## Work to complete
Could you retype the entries below exactly, omitting every picture?
--- START ---
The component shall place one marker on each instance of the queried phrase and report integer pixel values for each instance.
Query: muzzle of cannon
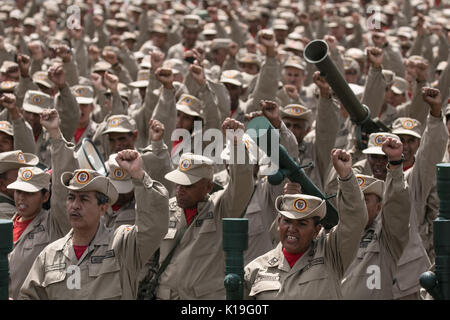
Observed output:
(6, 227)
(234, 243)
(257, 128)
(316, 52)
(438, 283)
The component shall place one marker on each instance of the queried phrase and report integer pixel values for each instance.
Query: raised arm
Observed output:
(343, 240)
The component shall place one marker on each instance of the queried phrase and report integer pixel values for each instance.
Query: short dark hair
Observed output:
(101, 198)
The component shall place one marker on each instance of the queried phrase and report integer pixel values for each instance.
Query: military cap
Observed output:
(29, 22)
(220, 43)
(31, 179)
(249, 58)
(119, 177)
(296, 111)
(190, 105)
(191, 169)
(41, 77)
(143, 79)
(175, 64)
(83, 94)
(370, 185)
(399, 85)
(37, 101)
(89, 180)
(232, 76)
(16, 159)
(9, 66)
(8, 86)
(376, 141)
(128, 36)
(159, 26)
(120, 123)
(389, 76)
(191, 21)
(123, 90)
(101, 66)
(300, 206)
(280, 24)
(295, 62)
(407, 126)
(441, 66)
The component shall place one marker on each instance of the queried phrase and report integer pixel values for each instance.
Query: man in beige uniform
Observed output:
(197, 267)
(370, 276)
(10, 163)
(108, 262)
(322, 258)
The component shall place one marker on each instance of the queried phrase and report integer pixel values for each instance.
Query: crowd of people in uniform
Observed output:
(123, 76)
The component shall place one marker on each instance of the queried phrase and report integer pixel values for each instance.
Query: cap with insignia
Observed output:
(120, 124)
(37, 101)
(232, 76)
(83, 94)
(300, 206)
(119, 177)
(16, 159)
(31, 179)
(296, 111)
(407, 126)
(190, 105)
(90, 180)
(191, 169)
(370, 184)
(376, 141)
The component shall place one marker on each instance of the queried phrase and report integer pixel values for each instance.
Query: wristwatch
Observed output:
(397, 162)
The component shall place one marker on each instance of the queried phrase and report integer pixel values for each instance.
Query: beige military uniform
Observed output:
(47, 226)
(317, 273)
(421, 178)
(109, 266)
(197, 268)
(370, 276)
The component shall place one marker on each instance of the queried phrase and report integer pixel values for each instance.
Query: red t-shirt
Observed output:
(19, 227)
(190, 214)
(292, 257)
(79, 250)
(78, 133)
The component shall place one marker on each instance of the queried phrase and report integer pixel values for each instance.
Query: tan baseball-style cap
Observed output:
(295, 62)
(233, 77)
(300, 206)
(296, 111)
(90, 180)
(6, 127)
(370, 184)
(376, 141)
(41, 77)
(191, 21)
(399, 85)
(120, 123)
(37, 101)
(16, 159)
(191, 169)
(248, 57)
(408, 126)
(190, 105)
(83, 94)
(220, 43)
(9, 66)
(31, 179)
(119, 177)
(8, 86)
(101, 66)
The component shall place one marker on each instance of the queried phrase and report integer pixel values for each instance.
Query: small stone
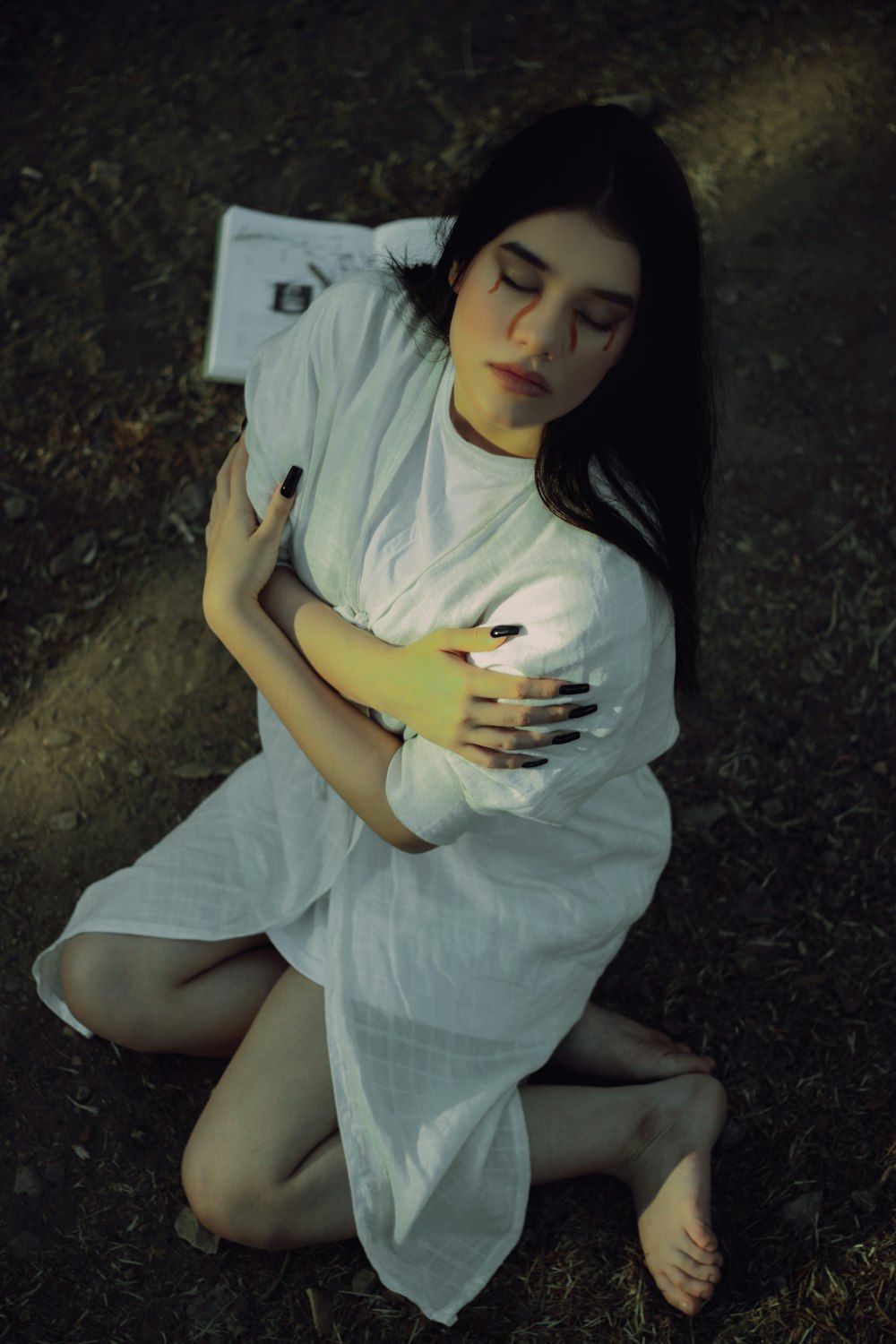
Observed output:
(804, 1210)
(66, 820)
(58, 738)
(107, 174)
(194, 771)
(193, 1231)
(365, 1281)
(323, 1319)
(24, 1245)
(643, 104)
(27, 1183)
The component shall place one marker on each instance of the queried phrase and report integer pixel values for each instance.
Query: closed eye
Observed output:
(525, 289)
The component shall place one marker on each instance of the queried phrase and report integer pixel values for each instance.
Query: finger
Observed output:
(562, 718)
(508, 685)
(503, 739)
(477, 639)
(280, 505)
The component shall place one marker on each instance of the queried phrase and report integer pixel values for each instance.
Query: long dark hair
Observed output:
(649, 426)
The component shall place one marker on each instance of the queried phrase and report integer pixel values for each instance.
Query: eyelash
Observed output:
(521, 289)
--- END ---
## Solution for this task
The component shall place one marker on each instance of the queried phrase and report integer pixel values for each instance.
Query: muzzle of cannon
Observed output:
(6, 227)
(234, 243)
(257, 128)
(316, 52)
(438, 283)
The component shall place one marker on each instance of the queried phrase and report integer pixel values for each instance.
Query: raised arm
Observed output:
(343, 240)
The component shall place one marker on each instance of the queried phrase and report integer pixel values for each instance.
Query: short dark hair
Observed output:
(101, 198)
The component shall place one marker on each instance of the queried phrase and report integer pixel values for each instance.
Query: military cap
Observed output:
(29, 22)
(220, 43)
(31, 179)
(249, 58)
(119, 177)
(296, 111)
(190, 105)
(191, 169)
(41, 77)
(143, 79)
(175, 64)
(83, 94)
(370, 185)
(399, 85)
(37, 101)
(89, 180)
(232, 76)
(16, 159)
(9, 66)
(8, 86)
(376, 141)
(128, 36)
(159, 26)
(120, 123)
(389, 76)
(191, 21)
(123, 90)
(101, 66)
(300, 206)
(280, 24)
(295, 62)
(407, 126)
(441, 66)
The component shall place one marker on each instance of the queried phrase and report integer pixel values for each instance.
Query: man in beige uniform
Observed output:
(197, 267)
(370, 276)
(10, 163)
(108, 262)
(322, 258)
The component shall place one marker on each instance of the queried phrase and report integer pixel values for each instance.
Query: crowd of people in uniform
Observed output:
(123, 76)
The component shall place one marker on each instance of the queried phrase and report integer pixel values for each instance.
Query: cap with insignia
Observed output:
(120, 124)
(37, 101)
(232, 76)
(83, 94)
(300, 206)
(119, 177)
(16, 159)
(31, 179)
(296, 111)
(407, 126)
(190, 105)
(90, 180)
(191, 169)
(370, 184)
(376, 141)
The component shall place one marker on each instance of the queried phrase and report integer pixel values for each instance.
Query: wristwatch
Observed output:
(397, 162)
The component shall place one marker on each instance of the queried phrase and report integer pixel values for each instance.
Query: beige military uniform
Observed output:
(47, 226)
(317, 273)
(421, 178)
(109, 266)
(197, 268)
(370, 276)
The component shall place one marker on each instance of the queried phrase and report integer pixel values for each instance.
Query: red t-shirt
Observed output:
(19, 227)
(190, 214)
(292, 257)
(79, 250)
(78, 133)
The component shall place one marker on each instance of the queried phrase and report integer pixel values for each instance.
Query: tan baseball-style cap
Observed output:
(295, 62)
(233, 77)
(300, 206)
(296, 111)
(90, 180)
(6, 127)
(370, 184)
(376, 141)
(41, 77)
(191, 21)
(399, 85)
(120, 123)
(37, 101)
(16, 159)
(191, 169)
(248, 57)
(408, 126)
(190, 105)
(83, 94)
(220, 43)
(9, 66)
(31, 179)
(119, 177)
(8, 86)
(101, 66)
The component shall place one marker on each instance of the queried phrase and report integer pixel values for each instance.
Query: small stone
Observed output:
(804, 1210)
(66, 820)
(58, 738)
(107, 174)
(194, 771)
(193, 1231)
(365, 1281)
(323, 1319)
(24, 1245)
(643, 104)
(27, 1183)
The component shall place one marker on each instance of the queried phrase and report integer pixel values for each instance.
Query: closed eye
Observed output:
(525, 289)
The component shall place one marker on each instance of the queried phrase and report integer pixel values for each instance.
Query: finger
Observed output:
(562, 718)
(508, 685)
(503, 739)
(477, 639)
(280, 505)
The component shall place one marker on each instance of the queried phrase and report integer pixel values for each instance.
Query: long dark hair
Observed output:
(649, 426)
The component shall place one marker on each instance of the queried phrase and report integer pixel values for each instance.
Query: eyelash
Observed output:
(521, 289)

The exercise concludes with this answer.